(提供テキスト)
中国医薬が新型肺炎で果たした役割とは? 総有効率90%以上
(出典:2020年3月24日 人民日報)
中国では、今回の新型コロナウイルス専用として新しく処方された「清肺排毒湯」によって新型コロナウイルス肺炎を治療したと報じられています。
成分として、麻黄や炙甘草、杏仁、生石膏、桂枝、タクシャ(沢瀉)、チョレイ(猪苓)、ビャクジュツ(白朮)、ブクリョウ(茯苓)、サイコ (柴胡)、フキタンポポ(款冬花)、ヤカン(射干片)、サイシン (細辛)、サンヤク (山の芋)、キジツ(夏蜜柑)などが入っています。
当然、日本ではこれら全ての生薬を手に入れることができませんが、日本では漢方エキス製剤が市販されており「麻杏甘石湯」、「胃苓湯」、そして「小柴胡湯加桔梗石膏」の3つを同時に服用して代用することができると言われています。
中医薬「清肺排毒湯」の新型肺炎に対する有効率97% 重症化例はゼロ
(出典:2020年3月17日 人民日報)
清肺排毒湯の効果については、中国国家中医薬管理局が正式に発表し、調査では10省の57の指定医療機関で700人に処方し、130人が退院し、270人に改善が見られ、213人に症状がとまったと報告されています。
そのうち、350症例が詳しく分析され、高熱で苦しんでいた111人の患者のうち52%が常温に戻り、咳に苦しむ215人の47%が短期間で改善したと報道されています。
当然、今回の新型コロナウイルス専用として新しく処方された「清肺排毒湯」を中心とした中国の臨床実験に対して批判はあるようで、イギリスの科学誌「ネイチャー」は、副作用などを発見する十分な臨床試験が行われていないとして、処方することを危険視しています。
しかし、中国は新型コロナウイルスに効果があると確認された「清肺排毒湯」などの漢方薬の大量生産を行い、国内で無償援助として行われ、海外にもすでに輸出しているようです。
漢方薬、新型コロナ感染症の劇症化予防に有効中国・中医薬管理局
(出典:2020年4月18日 AFP BB News)
漢方薬の製薬会社は、イタリアやフランスなどに新型コロナウイルス用の漢方薬を無償で寄贈しています。また、イラクやシンガポール、そして韓国などにも相当数の漢方薬を寄贈しているということです。
「清肺排毒湯」だけではなく、新型コロナウイルスによって肺炎を防ぐ気管支炎などの治療薬をタイで販売する許可を政府から得たようです。すでにブラジルやインドネシア、モザンビーク、そしてルーマニアの各政府から認可を得ています。
しかしながら、漢方薬というのは、欧米諸国では新型コロナウイルスの症状を緩和する特効薬として認められていないわけです。欧米諸国からは、中国に対して厳しい治験を求めており、その結果が出ない限り認可を出そうとはしないはずです。
ところが、様々な国で漢方薬の効果が確認されており、特効薬として世界的に認められるようになれば、漢方薬の需要は世界的に増えていくものと思われます。一方、日本国内でもドラッグストアなどでもツムラやクラシエの漢方エキス製剤が販売されています。

(データの内容)

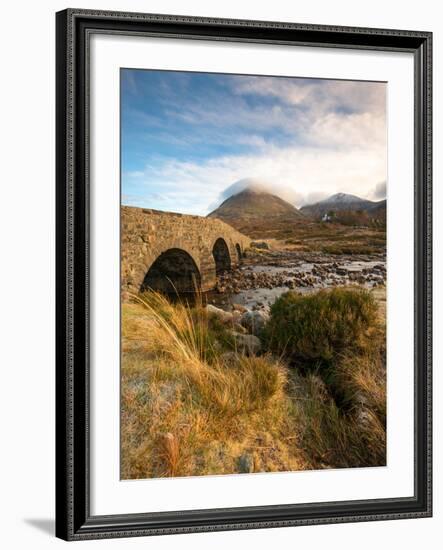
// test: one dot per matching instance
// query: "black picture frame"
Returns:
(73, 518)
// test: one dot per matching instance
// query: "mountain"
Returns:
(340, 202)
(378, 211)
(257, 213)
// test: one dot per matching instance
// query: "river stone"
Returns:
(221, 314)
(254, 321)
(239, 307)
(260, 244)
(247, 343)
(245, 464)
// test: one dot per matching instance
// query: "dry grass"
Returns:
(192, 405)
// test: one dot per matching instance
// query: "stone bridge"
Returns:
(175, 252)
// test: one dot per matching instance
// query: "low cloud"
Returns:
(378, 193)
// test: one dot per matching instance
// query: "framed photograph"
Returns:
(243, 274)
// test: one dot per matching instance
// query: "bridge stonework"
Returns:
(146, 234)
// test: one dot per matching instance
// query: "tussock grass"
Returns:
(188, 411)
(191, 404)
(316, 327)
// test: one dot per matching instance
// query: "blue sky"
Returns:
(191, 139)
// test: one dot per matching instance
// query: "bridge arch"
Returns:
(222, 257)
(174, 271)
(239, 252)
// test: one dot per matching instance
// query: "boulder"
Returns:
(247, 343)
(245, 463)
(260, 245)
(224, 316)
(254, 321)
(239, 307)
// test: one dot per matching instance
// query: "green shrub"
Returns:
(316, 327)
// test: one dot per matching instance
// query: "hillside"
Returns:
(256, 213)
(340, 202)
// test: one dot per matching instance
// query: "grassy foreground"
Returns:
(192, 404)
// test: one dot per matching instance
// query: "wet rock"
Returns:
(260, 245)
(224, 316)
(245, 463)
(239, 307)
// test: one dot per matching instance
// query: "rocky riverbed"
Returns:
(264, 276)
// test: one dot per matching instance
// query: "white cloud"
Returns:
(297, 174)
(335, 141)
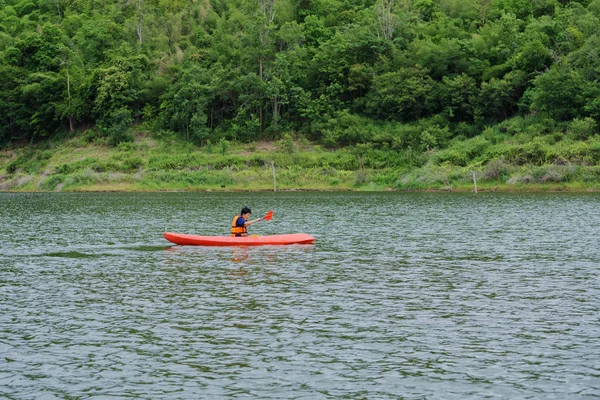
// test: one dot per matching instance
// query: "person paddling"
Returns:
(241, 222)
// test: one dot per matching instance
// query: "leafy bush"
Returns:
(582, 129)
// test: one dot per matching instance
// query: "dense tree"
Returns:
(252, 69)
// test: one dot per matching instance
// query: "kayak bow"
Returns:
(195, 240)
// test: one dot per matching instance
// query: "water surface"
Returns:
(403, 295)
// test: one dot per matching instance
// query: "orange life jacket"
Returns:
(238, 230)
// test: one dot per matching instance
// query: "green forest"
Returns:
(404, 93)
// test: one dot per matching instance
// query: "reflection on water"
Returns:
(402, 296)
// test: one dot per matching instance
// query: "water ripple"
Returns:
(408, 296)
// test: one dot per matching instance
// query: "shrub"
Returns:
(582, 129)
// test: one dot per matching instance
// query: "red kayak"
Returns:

==

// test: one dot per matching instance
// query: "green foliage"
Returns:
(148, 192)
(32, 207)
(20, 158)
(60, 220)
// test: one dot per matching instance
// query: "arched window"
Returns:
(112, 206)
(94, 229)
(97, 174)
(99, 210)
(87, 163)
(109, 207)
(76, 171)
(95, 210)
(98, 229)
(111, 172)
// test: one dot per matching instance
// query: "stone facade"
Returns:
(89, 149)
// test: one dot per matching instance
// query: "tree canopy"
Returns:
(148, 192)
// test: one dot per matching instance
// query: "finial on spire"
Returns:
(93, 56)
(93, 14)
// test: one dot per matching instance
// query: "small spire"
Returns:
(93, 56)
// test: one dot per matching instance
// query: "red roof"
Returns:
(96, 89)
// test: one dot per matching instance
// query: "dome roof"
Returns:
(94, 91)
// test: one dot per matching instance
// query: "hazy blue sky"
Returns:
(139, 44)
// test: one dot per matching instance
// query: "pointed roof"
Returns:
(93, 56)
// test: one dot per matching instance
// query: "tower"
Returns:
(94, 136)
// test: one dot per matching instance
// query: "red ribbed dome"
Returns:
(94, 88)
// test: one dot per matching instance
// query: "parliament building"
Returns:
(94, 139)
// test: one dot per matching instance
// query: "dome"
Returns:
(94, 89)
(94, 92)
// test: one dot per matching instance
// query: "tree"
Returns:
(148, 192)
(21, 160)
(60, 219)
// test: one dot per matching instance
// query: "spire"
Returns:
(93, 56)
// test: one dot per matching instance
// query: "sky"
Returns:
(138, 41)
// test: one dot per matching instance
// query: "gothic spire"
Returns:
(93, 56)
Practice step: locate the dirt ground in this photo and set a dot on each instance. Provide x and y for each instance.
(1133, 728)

* * *

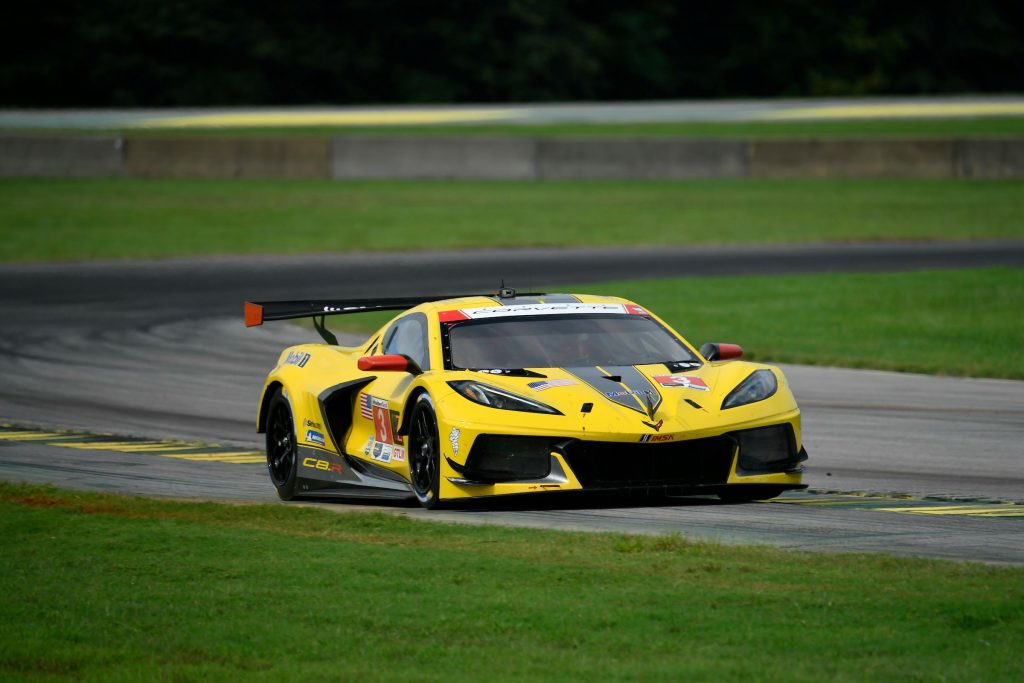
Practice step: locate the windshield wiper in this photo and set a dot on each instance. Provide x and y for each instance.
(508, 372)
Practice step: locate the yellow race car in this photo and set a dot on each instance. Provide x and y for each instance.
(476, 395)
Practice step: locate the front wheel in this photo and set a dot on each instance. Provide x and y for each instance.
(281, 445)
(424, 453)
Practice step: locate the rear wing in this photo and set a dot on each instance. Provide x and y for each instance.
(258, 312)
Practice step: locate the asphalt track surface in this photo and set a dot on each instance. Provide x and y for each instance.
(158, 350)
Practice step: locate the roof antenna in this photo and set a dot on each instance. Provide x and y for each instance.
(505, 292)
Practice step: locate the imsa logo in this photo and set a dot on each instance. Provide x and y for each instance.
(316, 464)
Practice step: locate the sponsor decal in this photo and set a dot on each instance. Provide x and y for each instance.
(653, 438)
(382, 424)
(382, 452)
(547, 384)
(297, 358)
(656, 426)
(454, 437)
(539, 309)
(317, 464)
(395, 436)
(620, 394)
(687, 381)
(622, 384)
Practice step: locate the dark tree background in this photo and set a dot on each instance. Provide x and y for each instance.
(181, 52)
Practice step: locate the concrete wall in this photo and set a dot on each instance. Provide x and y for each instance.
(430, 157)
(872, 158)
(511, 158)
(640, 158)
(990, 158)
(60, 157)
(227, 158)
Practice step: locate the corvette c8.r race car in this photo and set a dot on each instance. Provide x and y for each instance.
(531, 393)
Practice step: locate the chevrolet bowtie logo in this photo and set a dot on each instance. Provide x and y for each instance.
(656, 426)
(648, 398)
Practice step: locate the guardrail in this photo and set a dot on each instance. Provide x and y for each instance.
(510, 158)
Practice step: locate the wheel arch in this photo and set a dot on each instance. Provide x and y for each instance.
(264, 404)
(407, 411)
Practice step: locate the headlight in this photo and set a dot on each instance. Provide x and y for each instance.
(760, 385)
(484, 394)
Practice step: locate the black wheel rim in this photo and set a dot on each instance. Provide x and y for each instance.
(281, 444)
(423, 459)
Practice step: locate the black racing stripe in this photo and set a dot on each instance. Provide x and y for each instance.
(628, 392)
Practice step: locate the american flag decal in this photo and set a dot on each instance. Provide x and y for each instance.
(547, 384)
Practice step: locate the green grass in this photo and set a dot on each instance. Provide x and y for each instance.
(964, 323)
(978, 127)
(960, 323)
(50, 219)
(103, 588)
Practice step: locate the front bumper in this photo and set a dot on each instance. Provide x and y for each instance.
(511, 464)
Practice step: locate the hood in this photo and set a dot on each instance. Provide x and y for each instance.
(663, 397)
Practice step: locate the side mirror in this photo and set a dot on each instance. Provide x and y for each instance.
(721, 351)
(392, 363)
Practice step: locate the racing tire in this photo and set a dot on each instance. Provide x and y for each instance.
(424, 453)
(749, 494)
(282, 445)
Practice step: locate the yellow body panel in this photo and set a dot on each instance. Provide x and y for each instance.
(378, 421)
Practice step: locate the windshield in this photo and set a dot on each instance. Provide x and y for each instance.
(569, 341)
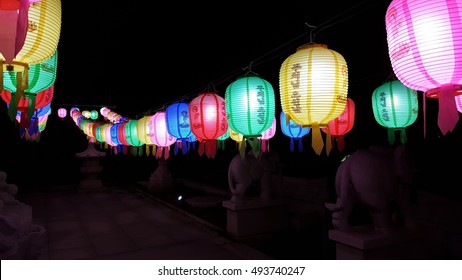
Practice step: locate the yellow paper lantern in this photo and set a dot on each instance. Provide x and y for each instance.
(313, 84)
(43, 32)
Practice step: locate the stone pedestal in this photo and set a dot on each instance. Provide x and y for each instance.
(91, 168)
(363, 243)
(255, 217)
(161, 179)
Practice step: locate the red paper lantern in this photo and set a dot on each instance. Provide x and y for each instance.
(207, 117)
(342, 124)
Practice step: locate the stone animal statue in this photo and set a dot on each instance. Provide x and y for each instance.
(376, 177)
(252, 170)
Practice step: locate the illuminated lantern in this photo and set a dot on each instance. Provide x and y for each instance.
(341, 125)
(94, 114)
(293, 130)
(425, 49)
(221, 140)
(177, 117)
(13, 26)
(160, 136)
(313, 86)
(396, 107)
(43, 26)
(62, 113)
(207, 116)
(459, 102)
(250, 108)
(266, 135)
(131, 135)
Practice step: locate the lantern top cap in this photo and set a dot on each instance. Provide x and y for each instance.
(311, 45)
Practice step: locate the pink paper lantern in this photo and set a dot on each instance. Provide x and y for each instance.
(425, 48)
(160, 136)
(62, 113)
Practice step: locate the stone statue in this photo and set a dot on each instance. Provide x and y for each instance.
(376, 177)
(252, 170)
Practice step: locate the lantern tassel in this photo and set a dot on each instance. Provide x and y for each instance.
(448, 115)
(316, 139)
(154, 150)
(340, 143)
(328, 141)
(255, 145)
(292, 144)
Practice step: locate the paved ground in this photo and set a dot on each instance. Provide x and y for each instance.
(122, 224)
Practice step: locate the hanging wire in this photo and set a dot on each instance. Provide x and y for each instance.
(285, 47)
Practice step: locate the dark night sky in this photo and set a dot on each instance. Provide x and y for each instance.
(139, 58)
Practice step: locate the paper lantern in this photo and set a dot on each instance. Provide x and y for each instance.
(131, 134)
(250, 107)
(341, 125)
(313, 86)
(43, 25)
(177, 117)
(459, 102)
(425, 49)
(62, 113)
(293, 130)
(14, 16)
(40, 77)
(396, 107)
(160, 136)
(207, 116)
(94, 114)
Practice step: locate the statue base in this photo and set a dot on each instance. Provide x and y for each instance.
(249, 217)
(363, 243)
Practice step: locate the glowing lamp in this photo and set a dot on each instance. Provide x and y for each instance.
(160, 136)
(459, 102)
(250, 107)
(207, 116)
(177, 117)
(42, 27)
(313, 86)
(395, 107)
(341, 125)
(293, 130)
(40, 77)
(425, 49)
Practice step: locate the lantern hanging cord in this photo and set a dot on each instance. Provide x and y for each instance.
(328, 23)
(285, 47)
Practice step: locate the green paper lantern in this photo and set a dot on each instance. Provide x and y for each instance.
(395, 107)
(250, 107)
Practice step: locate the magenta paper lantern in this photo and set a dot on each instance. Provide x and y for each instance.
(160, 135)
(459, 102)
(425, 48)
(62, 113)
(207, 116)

(取り組む課題) 提供テキストから、「清肺排毒湯の効果については、」で始まり「改善したと報道されています。」までの部分を一字も変えずに抜き出して返すこと。 レコードは提供テキストとは別の資料である。

(演習の結果)
清肺排毒湯の効果については、中国国家中医薬管理局が正式に発表し、調査では10省の57の指定医療機関で700人に処方し、130人が退院し、270人に改善が見られ、213人に症状がとまったと報告されています。
そのうち、350症例が詳しく分析され、高熱で苦しんでいた111人の患者のうち52%が常温に戻り、咳に苦しむ215人の47%が短期間で改善したと報道されています。